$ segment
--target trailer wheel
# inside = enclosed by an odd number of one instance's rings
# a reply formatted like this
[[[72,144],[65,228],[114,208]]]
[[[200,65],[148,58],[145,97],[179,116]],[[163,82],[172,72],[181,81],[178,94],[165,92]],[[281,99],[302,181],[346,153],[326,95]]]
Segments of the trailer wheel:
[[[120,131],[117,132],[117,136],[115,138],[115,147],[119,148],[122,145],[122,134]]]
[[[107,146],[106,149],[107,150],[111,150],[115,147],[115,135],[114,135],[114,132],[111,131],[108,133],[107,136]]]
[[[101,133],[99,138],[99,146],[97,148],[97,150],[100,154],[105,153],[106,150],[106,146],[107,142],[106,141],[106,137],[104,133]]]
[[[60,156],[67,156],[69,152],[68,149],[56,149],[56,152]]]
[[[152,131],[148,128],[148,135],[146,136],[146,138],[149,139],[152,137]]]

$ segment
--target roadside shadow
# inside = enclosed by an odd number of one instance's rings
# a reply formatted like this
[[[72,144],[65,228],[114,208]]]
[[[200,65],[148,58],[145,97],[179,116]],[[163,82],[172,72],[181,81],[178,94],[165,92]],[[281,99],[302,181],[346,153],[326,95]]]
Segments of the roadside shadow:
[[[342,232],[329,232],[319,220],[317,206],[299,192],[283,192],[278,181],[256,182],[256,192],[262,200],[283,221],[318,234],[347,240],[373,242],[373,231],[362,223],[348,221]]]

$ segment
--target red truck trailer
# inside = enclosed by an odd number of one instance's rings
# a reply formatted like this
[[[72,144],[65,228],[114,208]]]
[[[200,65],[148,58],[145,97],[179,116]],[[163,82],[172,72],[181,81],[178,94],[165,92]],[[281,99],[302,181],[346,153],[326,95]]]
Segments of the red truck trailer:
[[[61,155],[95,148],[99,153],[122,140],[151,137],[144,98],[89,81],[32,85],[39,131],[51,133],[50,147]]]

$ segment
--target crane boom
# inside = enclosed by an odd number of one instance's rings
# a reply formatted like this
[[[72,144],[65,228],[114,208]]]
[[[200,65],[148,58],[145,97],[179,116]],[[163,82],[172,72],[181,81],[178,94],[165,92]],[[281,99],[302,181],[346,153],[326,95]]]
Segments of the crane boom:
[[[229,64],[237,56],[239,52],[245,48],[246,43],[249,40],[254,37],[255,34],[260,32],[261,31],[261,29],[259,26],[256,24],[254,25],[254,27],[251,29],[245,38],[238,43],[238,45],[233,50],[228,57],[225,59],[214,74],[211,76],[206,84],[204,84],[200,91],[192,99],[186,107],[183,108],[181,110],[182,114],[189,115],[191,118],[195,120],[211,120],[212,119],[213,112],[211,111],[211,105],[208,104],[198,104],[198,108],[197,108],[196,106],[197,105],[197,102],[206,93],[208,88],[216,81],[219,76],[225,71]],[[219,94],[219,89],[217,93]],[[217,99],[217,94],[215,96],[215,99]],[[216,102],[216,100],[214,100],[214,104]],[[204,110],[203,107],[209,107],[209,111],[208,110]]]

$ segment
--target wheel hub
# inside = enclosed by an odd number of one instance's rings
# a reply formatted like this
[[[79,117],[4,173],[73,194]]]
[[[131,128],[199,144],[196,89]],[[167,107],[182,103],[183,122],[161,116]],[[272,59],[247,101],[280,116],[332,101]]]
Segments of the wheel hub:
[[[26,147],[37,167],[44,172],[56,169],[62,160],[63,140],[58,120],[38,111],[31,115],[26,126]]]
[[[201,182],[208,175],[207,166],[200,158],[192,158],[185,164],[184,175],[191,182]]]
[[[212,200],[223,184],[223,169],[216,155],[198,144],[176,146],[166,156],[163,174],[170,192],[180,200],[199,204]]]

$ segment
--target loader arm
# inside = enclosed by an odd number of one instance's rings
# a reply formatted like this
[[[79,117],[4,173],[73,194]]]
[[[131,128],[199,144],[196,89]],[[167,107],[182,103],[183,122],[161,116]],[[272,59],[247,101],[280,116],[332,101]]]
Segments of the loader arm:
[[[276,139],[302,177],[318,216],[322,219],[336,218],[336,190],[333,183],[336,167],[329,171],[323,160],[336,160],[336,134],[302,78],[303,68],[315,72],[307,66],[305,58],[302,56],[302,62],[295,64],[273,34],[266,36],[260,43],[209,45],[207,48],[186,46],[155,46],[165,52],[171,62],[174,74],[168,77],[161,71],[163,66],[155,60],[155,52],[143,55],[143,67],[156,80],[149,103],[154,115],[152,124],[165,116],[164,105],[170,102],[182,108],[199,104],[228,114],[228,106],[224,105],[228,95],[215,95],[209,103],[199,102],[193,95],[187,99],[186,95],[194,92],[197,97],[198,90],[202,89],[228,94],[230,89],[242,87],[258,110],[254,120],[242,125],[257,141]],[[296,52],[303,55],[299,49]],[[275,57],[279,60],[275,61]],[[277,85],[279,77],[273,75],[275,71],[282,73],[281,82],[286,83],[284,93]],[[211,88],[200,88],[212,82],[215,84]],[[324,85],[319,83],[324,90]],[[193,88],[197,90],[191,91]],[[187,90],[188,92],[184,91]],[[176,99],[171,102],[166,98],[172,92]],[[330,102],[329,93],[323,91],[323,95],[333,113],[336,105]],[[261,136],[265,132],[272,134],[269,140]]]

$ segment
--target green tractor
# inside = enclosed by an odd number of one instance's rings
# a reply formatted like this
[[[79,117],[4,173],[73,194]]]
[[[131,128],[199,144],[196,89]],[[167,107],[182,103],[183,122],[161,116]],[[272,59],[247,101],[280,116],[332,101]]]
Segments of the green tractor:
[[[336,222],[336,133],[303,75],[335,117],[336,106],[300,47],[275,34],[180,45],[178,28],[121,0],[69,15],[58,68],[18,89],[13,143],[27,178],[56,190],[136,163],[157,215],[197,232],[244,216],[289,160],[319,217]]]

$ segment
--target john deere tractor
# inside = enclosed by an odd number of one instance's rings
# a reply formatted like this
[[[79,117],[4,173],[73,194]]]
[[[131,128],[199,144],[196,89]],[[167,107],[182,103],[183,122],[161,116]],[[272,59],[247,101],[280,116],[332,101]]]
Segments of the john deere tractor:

• _What you should do_: Write the listing out again, exactly as shown above.

• _Final result_:
$ segment
--target trailer wheel
# inside = enclosed by an odd number of one instance's rings
# a reply formatted like this
[[[72,144],[65,228],[114,208]]]
[[[200,65],[148,58],[145,97],[179,116]],[[163,82],[172,72],[181,81],[178,94],[165,92]],[[281,99],[302,181],[346,153],[326,95]]]
Segments of the trailer wheel:
[[[120,131],[117,132],[117,136],[115,138],[115,147],[119,148],[122,145],[122,134]]]
[[[107,146],[106,149],[107,150],[111,150],[115,147],[115,135],[114,135],[114,132],[111,131],[108,133],[107,136]]]
[[[101,133],[99,138],[99,146],[97,148],[97,150],[100,154],[105,153],[106,150],[106,146],[107,142],[106,141],[106,137],[104,133]]]
[[[60,156],[67,156],[69,152],[68,149],[56,149],[56,152]]]
[[[152,131],[148,128],[148,135],[146,136],[146,138],[149,139],[152,137]]]

$ segment
--target roadside shadow
# inside = enclosed by an odd number of one instance's rings
# a reply formatted like this
[[[72,144],[65,228],[114,208]]]
[[[200,65],[148,58],[145,97],[179,116]],[[163,82],[172,72],[181,81],[178,94],[165,92]],[[281,99],[302,181],[346,153],[326,95]]]
Segments of the roadside shadow:
[[[342,232],[329,232],[319,220],[317,206],[299,192],[283,192],[278,181],[256,182],[256,192],[262,200],[283,221],[318,234],[347,240],[373,242],[373,231],[362,223],[348,221]]]

$ segment
--target red truck trailer
# inside = enclosed by an odd number of one instance's rings
# a reply formatted like this
[[[72,144],[65,228],[114,208]]]
[[[200,65],[148,58],[145,97],[179,116]],[[163,82],[172,72],[181,81],[178,94],[165,92]],[[281,99],[302,181],[346,153],[326,95]]]
Segments of the red truck trailer:
[[[61,155],[95,148],[99,153],[122,140],[151,137],[144,98],[89,81],[32,85],[39,131],[51,133],[50,147]]]

$ segment
--target crane boom
# inside = enclosed by an odd number of one instance's rings
# a reply formatted like this
[[[72,144],[65,228],[114,208]]]
[[[200,65],[148,58],[145,97],[179,116]],[[163,82],[172,72],[181,81],[178,94],[165,92]],[[281,99],[302,181],[346,153],[326,95]]]
Segments of the crane boom:
[[[229,64],[237,56],[239,52],[245,48],[246,43],[249,40],[254,37],[255,34],[260,32],[261,31],[261,29],[259,26],[256,24],[254,25],[254,27],[251,29],[245,38],[238,43],[238,45],[233,50],[228,57],[225,59],[214,74],[211,76],[206,84],[204,84],[200,91],[192,99],[186,107],[183,108],[181,110],[182,114],[189,115],[191,118],[195,120],[211,120],[212,119],[213,112],[211,111],[211,105],[208,104],[198,104],[198,108],[197,108],[196,106],[197,105],[197,102],[206,93],[208,88],[216,81],[219,76],[225,71]],[[219,94],[219,89],[217,93]],[[217,99],[217,94],[215,96],[215,99]],[[216,102],[216,100],[214,100],[214,104]],[[204,110],[203,107],[209,107],[209,111],[208,110]]]

$ segment
--target wheel hub
# inside = enclosed by an odd number of one instance's rings
# a reply formatted like this
[[[79,117],[4,173],[73,194]]]
[[[131,128],[199,144],[196,89]],[[167,107],[182,103],[183,122],[161,116]],[[272,59],[247,101],[280,116],[332,101]]]
Segments of the wheel hub:
[[[26,147],[37,167],[44,172],[56,169],[62,160],[63,140],[58,120],[38,111],[31,115],[26,126]]]
[[[201,182],[208,175],[207,166],[200,158],[192,158],[185,164],[184,175],[191,182]]]
[[[212,200],[223,184],[223,169],[216,155],[198,144],[176,146],[166,156],[163,174],[170,192],[180,200],[199,204]]]

$ segment
--target loader arm
# inside = enclosed by an odd number of one instance's rings
# a reply formatted like this
[[[79,117],[4,173],[73,194]]]
[[[131,128],[199,144],[196,89]],[[167,107],[182,103],[183,122],[161,116]],[[272,59],[247,101],[280,116],[332,101]]]
Segments of the loader arm:
[[[276,139],[302,177],[318,216],[322,219],[336,218],[336,190],[333,183],[336,167],[329,171],[323,160],[336,160],[336,134],[302,78],[303,68],[315,72],[307,66],[305,58],[302,56],[302,62],[295,64],[273,34],[266,36],[260,43],[209,45],[207,48],[186,46],[155,46],[165,52],[171,62],[174,74],[168,77],[161,71],[163,66],[155,60],[155,52],[143,55],[143,67],[156,80],[149,103],[154,115],[152,124],[165,116],[164,105],[170,102],[182,108],[199,104],[228,114],[228,106],[224,105],[228,95],[215,95],[209,103],[199,102],[193,95],[187,99],[186,95],[194,92],[197,97],[198,90],[202,89],[228,94],[230,89],[242,87],[258,110],[254,120],[242,125],[257,141]],[[296,52],[303,55],[299,49]],[[275,57],[279,60],[275,61]],[[277,85],[279,77],[273,75],[275,71],[282,73],[281,82],[286,83],[284,93]],[[211,88],[200,88],[212,82],[215,84]],[[324,85],[319,83],[324,90]],[[193,88],[197,90],[191,91]],[[187,90],[188,92],[184,91]],[[176,99],[171,102],[166,98],[172,92]],[[330,102],[329,93],[323,91],[323,95],[333,113],[336,105]],[[261,136],[265,132],[272,134],[269,140]]]

$ segment
--target green tractor
# inside = enclosed by an odd number of one instance's rings
# a reply formatted like this
[[[79,117],[4,173],[73,194]]]
[[[131,128],[199,144],[196,89]],[[167,107],[182,103],[183,122],[161,116]],[[272,59],[247,101],[280,116],[332,101]]]
Segments of the green tractor:
[[[336,222],[336,133],[303,75],[335,117],[336,106],[300,47],[275,34],[180,45],[178,28],[121,0],[69,15],[58,68],[18,89],[13,143],[27,178],[56,190],[136,163],[157,215],[197,232],[244,216],[289,160],[319,217]]]

$ segment
--target john deere tractor
# inside = enclosed by an odd number of one instance's rings
# a reply formatted like this
[[[79,117],[4,173],[73,194]]]
[[[131,128],[199,144],[196,89]],[[167,107],[182,103],[183,122],[161,116]],[[272,59],[247,101],[280,116],[332,101]]]
Segments of the john deere tractor:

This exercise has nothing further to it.